Named object pointing entries
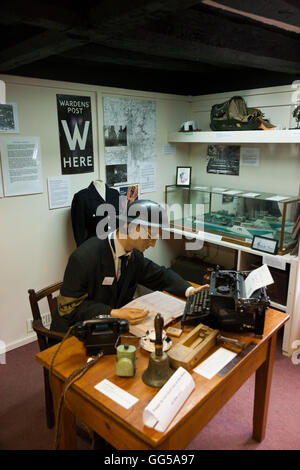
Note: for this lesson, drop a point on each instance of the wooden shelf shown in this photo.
(264, 137)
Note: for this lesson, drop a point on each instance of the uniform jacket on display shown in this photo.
(83, 211)
(90, 288)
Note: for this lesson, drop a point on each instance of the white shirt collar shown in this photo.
(119, 249)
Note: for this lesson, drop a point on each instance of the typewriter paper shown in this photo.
(214, 363)
(116, 394)
(161, 410)
(258, 278)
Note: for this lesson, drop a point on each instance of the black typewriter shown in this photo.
(224, 305)
(197, 307)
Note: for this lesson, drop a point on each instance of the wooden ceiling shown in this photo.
(187, 47)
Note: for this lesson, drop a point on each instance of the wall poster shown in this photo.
(129, 139)
(21, 165)
(75, 134)
(9, 122)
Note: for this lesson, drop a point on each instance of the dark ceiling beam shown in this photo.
(242, 35)
(37, 48)
(39, 14)
(98, 54)
(127, 15)
(278, 13)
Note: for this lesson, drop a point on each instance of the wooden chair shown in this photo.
(43, 336)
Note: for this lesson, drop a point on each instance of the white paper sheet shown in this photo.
(250, 156)
(277, 198)
(164, 406)
(116, 394)
(214, 363)
(21, 165)
(59, 192)
(233, 191)
(258, 278)
(278, 262)
(156, 302)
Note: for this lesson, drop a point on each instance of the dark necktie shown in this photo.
(124, 260)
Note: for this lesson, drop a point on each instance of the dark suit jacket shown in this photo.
(83, 295)
(83, 211)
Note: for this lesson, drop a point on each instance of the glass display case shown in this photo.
(236, 215)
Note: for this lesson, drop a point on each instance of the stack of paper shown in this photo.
(161, 410)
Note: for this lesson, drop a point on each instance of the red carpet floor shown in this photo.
(23, 425)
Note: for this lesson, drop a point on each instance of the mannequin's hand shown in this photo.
(133, 315)
(194, 290)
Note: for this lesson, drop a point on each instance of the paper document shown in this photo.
(156, 302)
(214, 363)
(277, 198)
(116, 394)
(161, 410)
(258, 278)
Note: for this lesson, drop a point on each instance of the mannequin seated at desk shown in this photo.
(102, 274)
(84, 208)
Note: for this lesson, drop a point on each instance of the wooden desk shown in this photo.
(124, 429)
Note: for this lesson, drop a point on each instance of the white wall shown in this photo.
(35, 242)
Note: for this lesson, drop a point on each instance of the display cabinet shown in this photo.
(235, 215)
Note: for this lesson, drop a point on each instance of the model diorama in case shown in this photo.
(236, 215)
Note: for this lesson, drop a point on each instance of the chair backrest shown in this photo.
(35, 298)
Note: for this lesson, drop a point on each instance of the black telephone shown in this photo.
(101, 334)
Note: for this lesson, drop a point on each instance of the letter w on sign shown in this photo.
(76, 137)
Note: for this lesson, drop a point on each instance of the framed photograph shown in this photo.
(183, 176)
(267, 245)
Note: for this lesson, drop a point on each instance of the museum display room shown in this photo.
(260, 196)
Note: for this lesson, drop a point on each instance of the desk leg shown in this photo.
(68, 437)
(263, 379)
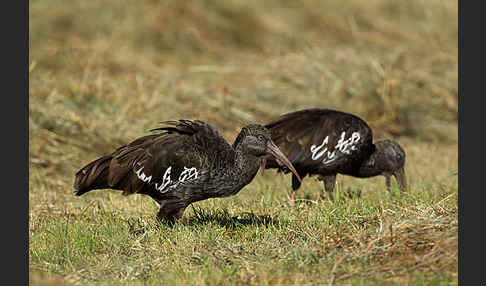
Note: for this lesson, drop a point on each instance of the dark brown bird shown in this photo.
(187, 162)
(327, 142)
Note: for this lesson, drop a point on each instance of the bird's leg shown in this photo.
(388, 182)
(329, 182)
(295, 186)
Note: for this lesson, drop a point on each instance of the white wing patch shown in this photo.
(345, 146)
(167, 183)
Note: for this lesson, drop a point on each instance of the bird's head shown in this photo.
(389, 157)
(256, 140)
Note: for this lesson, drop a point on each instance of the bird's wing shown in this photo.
(313, 138)
(160, 161)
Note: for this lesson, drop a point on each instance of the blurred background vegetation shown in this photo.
(133, 63)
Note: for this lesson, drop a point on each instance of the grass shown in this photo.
(103, 74)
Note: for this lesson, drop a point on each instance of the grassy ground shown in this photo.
(102, 74)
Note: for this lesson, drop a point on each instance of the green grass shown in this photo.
(101, 75)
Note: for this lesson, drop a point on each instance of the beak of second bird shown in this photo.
(281, 159)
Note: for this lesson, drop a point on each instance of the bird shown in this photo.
(328, 142)
(183, 162)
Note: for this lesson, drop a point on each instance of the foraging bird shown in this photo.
(187, 162)
(329, 142)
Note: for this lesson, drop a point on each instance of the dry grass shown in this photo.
(102, 74)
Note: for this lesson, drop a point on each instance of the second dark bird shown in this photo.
(188, 161)
(328, 142)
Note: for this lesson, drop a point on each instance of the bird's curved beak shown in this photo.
(281, 159)
(401, 179)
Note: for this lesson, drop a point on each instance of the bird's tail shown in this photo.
(92, 176)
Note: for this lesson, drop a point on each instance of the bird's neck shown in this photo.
(370, 167)
(245, 163)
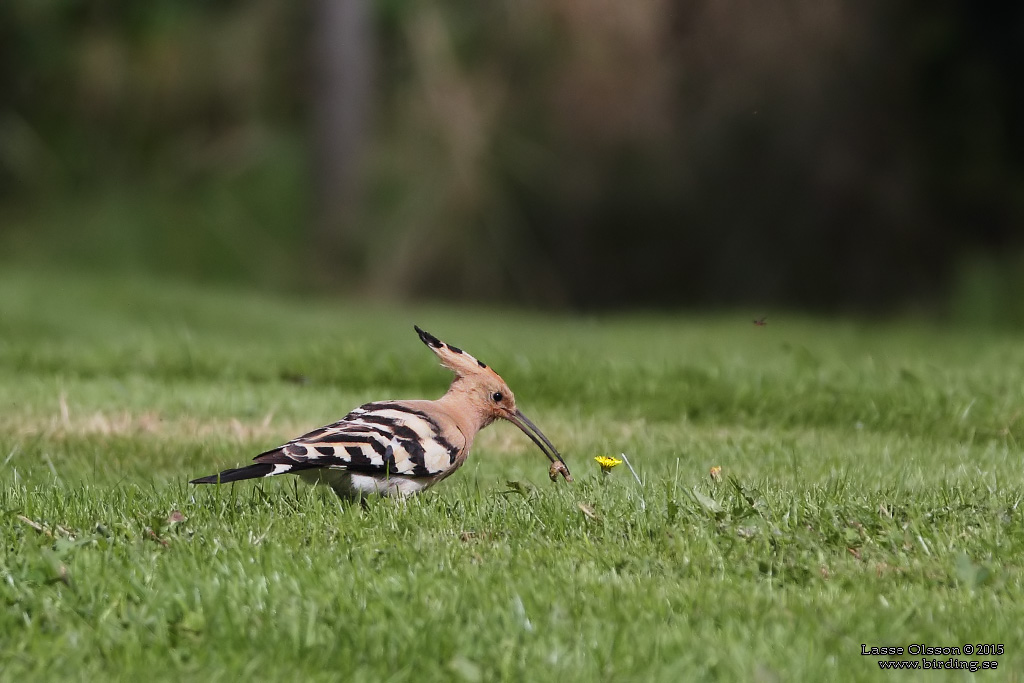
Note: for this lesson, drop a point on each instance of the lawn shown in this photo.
(870, 491)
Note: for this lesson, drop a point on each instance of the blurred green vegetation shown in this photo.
(562, 154)
(871, 494)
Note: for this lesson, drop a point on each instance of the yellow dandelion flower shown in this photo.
(607, 463)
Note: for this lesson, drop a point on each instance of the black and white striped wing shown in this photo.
(386, 438)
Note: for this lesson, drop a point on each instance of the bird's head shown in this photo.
(480, 394)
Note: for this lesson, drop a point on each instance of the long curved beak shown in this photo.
(536, 435)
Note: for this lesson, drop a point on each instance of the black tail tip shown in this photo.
(427, 338)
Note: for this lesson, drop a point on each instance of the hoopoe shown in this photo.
(401, 446)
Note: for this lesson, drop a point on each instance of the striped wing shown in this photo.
(385, 438)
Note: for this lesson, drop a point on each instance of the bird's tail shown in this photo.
(251, 472)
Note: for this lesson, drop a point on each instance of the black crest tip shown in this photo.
(428, 338)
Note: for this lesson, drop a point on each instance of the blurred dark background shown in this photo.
(567, 154)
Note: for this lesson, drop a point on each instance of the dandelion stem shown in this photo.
(633, 471)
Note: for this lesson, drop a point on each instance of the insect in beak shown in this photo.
(530, 430)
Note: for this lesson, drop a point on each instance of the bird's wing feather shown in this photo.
(385, 438)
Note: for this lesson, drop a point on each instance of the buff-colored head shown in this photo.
(480, 390)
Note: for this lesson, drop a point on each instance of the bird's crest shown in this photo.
(453, 357)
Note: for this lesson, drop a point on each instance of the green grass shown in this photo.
(871, 495)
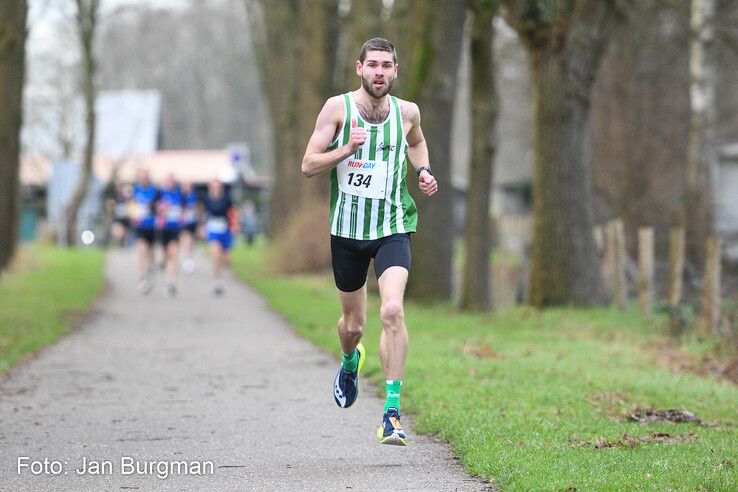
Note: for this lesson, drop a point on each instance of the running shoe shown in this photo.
(391, 431)
(346, 384)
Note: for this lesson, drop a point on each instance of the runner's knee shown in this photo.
(392, 314)
(353, 324)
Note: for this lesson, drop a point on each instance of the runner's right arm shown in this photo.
(316, 160)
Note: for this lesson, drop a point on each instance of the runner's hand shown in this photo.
(427, 183)
(358, 136)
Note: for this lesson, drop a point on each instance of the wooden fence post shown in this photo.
(676, 265)
(621, 288)
(646, 265)
(711, 294)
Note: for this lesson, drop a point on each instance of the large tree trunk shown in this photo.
(565, 266)
(475, 285)
(699, 214)
(12, 54)
(316, 54)
(363, 22)
(432, 77)
(565, 44)
(297, 55)
(86, 27)
(276, 52)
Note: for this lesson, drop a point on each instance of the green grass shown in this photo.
(43, 296)
(519, 394)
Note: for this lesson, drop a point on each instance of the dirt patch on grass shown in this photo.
(630, 441)
(650, 415)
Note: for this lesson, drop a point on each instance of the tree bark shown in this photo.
(363, 22)
(297, 53)
(316, 56)
(565, 45)
(86, 26)
(476, 275)
(432, 79)
(699, 215)
(12, 73)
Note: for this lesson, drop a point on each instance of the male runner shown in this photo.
(363, 138)
(143, 219)
(169, 222)
(220, 223)
(189, 227)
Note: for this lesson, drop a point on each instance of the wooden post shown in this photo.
(621, 288)
(645, 263)
(608, 257)
(676, 265)
(599, 238)
(711, 293)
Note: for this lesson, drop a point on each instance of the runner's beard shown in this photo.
(377, 93)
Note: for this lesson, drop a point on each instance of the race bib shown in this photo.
(141, 211)
(217, 225)
(362, 178)
(189, 216)
(174, 213)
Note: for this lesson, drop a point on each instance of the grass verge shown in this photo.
(42, 297)
(537, 400)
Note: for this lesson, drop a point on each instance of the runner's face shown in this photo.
(377, 73)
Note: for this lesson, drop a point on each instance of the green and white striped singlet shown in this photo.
(361, 217)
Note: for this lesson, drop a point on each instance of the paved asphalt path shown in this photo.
(197, 379)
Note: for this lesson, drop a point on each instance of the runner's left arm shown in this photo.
(417, 152)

## Your goal
With both ends included, please retype exactly the lines from the line containing "runner's hand shown in this photo." to the final line of the data.

## Worked solution
Note: for this lesson, drop a point on each instance of the runner's hand shown in this photo.
(427, 183)
(358, 136)
Note: for this lesson, drop a point on each instance of the wooden fence post shown in this photo.
(676, 265)
(621, 288)
(646, 265)
(711, 294)
Note: for this lesson, drop a point on each instance of the large tree trunk shown in this photo.
(565, 266)
(475, 285)
(699, 214)
(12, 54)
(316, 54)
(363, 22)
(432, 77)
(565, 44)
(297, 55)
(86, 27)
(276, 52)
Note: for this lesson, drop a point on each instance of the green grass shown in this photo.
(43, 296)
(519, 394)
Note: for this lesson, drop a point on each instance of the dirt patch on grass shown in this photo.
(630, 441)
(650, 415)
Note: for this lesson, drop a point on each instance of the tree bark shown in this photo.
(363, 22)
(297, 53)
(316, 56)
(565, 45)
(86, 26)
(476, 275)
(432, 79)
(699, 215)
(12, 73)
Note: for this lesson, drop a point on each instance of the male runner shown in this photo.
(363, 138)
(143, 219)
(169, 222)
(220, 223)
(189, 227)
Note: for this lesson, drop a point on each instance of the wooden post shown in this photo.
(621, 288)
(645, 263)
(608, 257)
(676, 265)
(599, 238)
(711, 293)
Note: for this lesson, drop a point on each instance of the runner's beard shown in this photo.
(377, 93)
Note: for this lesson, drop a point on each instance of the race bib shown in this photo.
(141, 211)
(217, 225)
(362, 178)
(189, 216)
(174, 213)
Note: for this lesson, drop a point on each instance of the grass verge shown in this photo.
(42, 297)
(537, 400)
Note: for this lesson, drop a point on each instance of the runner's face shown in this photo.
(377, 73)
Note: for this lesson, drop a point on each instance of the green and white striped singlet shown in this photo.
(361, 217)
Note: for this lesson, drop a point on each instance of the paved asphalt path shown in this photo.
(197, 379)
Note: for this lesson, drop a point on each instance of the runner's left arm shown in this photo.
(417, 152)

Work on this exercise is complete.